Excerpt =>
________________
Postbiotics: a new word for your ‘Gutionary’!

By The Gut Health Doctor Team

Dr Megan Rossi in a lab looking through a microscope

I have a new P word to add to your Gutionary (gut dictionary) – Postbiotics!

You’ve probably heard of prebiotics and probiotics by now – they’ve become pretty hot topic in healthcare, as well as food industry. And now they’re being joined by a new trendy concept. But first a recap on the pre and pro.


That’s the food for the good microbes. They’re mostly types of fibre, but that’s not always the case. For a dietary fibre to ‘win’ the prebiotic title, its health benefit needs to be shown in several clinical trials. A hard-earned badge of honour!

You can find plenty of prebiotics in my Bio&Me granola and in many plant-based foods. So if you’re eating a varied diet, getting your 30 different types of plant goodness every week, you’re most likely hitting the mark and keeping your microbes happy.
________________
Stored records
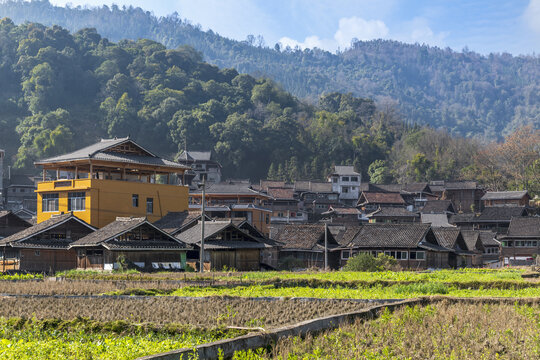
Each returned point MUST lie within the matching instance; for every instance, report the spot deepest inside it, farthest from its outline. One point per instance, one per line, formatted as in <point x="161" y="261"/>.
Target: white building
<point x="346" y="182"/>
<point x="202" y="165"/>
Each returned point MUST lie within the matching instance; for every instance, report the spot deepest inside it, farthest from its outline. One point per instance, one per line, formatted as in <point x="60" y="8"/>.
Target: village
<point x="115" y="204"/>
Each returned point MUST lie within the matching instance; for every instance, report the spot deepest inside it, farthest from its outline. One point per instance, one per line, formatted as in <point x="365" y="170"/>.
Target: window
<point x="49" y="202"/>
<point x="135" y="200"/>
<point x="398" y="255"/>
<point x="149" y="205"/>
<point x="77" y="201"/>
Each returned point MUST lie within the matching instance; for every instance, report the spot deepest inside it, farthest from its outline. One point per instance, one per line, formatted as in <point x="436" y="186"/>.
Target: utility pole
<point x="202" y="224"/>
<point x="326" y="246"/>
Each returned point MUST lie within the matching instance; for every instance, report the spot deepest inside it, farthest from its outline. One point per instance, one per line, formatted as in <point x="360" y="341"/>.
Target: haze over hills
<point x="466" y="93"/>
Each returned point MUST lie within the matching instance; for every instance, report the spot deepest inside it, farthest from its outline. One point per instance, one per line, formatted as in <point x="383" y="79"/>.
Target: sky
<point x="482" y="26"/>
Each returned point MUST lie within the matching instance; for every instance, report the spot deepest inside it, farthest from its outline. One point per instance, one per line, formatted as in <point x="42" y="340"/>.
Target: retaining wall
<point x="228" y="347"/>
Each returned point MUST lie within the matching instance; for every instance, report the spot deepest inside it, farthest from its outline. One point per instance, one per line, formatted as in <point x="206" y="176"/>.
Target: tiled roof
<point x="447" y="237"/>
<point x="472" y="239"/>
<point x="342" y="211"/>
<point x="196" y="155"/>
<point x="101" y="151"/>
<point x="438" y="207"/>
<point x="390" y="235"/>
<point x="384" y="212"/>
<point x="231" y="244"/>
<point x="213" y="228"/>
<point x="460" y="185"/>
<point x="176" y="221"/>
<point x="504" y="195"/>
<point x="265" y="184"/>
<point x="312" y="186"/>
<point x="382" y="198"/>
<point x="488" y="238"/>
<point x="344" y="170"/>
<point x="346" y="236"/>
<point x="41" y="227"/>
<point x="500" y="213"/>
<point x="281" y="193"/>
<point x="303" y="237"/>
<point x="461" y="218"/>
<point x="524" y="226"/>
<point x="230" y="188"/>
<point x="107" y="235"/>
<point x="438" y="220"/>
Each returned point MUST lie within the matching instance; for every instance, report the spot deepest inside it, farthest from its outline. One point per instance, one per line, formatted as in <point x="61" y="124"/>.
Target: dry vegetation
<point x="440" y="331"/>
<point x="208" y="312"/>
<point x="81" y="287"/>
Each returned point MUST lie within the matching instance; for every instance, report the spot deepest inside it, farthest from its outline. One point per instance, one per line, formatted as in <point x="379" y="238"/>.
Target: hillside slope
<point x="466" y="93"/>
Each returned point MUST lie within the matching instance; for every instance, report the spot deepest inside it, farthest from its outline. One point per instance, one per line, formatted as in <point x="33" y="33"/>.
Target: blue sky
<point x="483" y="26"/>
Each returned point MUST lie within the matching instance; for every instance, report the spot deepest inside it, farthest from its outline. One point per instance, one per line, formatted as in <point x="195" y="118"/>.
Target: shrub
<point x="367" y="262"/>
<point x="290" y="263"/>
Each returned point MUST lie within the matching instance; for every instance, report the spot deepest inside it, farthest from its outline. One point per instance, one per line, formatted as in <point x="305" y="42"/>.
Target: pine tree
<point x="272" y="175"/>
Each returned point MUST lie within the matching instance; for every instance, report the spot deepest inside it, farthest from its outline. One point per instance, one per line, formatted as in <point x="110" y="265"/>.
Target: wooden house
<point x="438" y="207"/>
<point x="414" y="246"/>
<point x="486" y="248"/>
<point x="11" y="224"/>
<point x="111" y="178"/>
<point x="343" y="214"/>
<point x="497" y="218"/>
<point x="225" y="246"/>
<point x="371" y="201"/>
<point x="452" y="238"/>
<point x="44" y="247"/>
<point x="235" y="199"/>
<point x="522" y="242"/>
<point x="395" y="215"/>
<point x="134" y="241"/>
<point x="492" y="247"/>
<point x="175" y="222"/>
<point x="305" y="243"/>
<point x="506" y="198"/>
<point x="465" y="195"/>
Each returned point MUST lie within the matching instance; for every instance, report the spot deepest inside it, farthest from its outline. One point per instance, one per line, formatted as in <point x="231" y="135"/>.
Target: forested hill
<point x="466" y="93"/>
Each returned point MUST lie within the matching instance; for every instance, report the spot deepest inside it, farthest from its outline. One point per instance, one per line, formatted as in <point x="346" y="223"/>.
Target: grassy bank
<point x="441" y="331"/>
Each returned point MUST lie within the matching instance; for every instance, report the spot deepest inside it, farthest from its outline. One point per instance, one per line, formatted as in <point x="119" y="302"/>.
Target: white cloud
<point x="418" y="31"/>
<point x="349" y="29"/>
<point x="532" y="16"/>
<point x="356" y="27"/>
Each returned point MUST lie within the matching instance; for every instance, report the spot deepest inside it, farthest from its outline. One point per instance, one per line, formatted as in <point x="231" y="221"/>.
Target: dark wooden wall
<point x="45" y="260"/>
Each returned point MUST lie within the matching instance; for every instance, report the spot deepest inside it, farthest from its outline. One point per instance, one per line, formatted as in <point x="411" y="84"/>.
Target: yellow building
<point x="115" y="177"/>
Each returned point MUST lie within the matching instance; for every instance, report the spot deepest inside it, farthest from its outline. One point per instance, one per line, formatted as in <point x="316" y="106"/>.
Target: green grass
<point x="373" y="292"/>
<point x="440" y="331"/>
<point x="20" y="277"/>
<point x="56" y="339"/>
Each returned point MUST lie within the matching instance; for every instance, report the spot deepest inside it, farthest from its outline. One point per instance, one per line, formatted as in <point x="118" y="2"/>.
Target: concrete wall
<point x="228" y="347"/>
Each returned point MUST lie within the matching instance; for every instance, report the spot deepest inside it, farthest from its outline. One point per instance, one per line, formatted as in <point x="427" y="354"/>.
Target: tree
<point x="378" y="172"/>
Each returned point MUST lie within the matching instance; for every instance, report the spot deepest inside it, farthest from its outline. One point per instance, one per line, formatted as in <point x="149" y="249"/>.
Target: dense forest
<point x="463" y="92"/>
<point x="61" y="91"/>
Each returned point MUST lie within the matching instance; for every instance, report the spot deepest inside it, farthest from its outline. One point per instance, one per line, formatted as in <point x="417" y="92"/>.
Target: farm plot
<point x="439" y="331"/>
<point x="208" y="313"/>
<point x="363" y="292"/>
<point x="127" y="328"/>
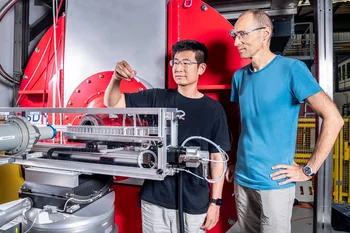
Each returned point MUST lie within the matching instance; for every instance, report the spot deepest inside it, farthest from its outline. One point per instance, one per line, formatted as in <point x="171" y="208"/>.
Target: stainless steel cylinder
<point x="97" y="217"/>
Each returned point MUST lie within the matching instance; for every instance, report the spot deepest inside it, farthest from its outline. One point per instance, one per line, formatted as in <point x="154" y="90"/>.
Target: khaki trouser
<point x="264" y="211"/>
<point x="156" y="219"/>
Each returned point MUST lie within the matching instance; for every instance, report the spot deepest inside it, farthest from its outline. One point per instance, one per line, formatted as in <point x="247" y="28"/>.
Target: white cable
________________
Problem 1 =>
Echo the postbiotics article from "By The Gut Health" up to and including "dictionary) – Postbiotics!".
Problem 2 =>
Write what follows the final sentence of the postbiotics article.
The records are separate material, not part of the postbiotics article.

Task response 1 =>
By The Gut Health Doctor Team

Dr Megan Rossi in a lab looking through a microscope

I have a new P word to add to your Gutionary (gut dictionary) – Postbiotics!

Task response 2 =>
These are the live microbes including bacteria and yeast, that have shown a health benefit in scientific studies. Funnily enough, in the UK and EU, legally this word can’t be used. You might be wondering then how some food products frustratingly seem to be getting away with putting ‘probiotics’ on their labels… but that’s a whole other post for another time!

Live microbes are found in many fermented foods like kefir (fermented milk), kombucha (fermented tea) and more. They also come in capsule form, but it’s certainly not a one-size-fits-all. Each strain does different things. More on that in my book Eat Yourself Healthy & Love Your Gut


The new fancy term you can impress your friends with. Essentially, postbiotics include all the by-products and chemicals that are produced when microbes feast on food, which are thought to be responsible for many of the beneficial effects of probiotics. The idea is that we just take these postbiotics, without the need for the actual pre- or probiotics – think of it like cutting out the middle man.

Where’s the science at?

In theory, it makes sense for postbiotics to have a benefit & research is starting to confirm this. But more needs to be done & I would hold off handing your hard-earned cash over for postbiotics just yet!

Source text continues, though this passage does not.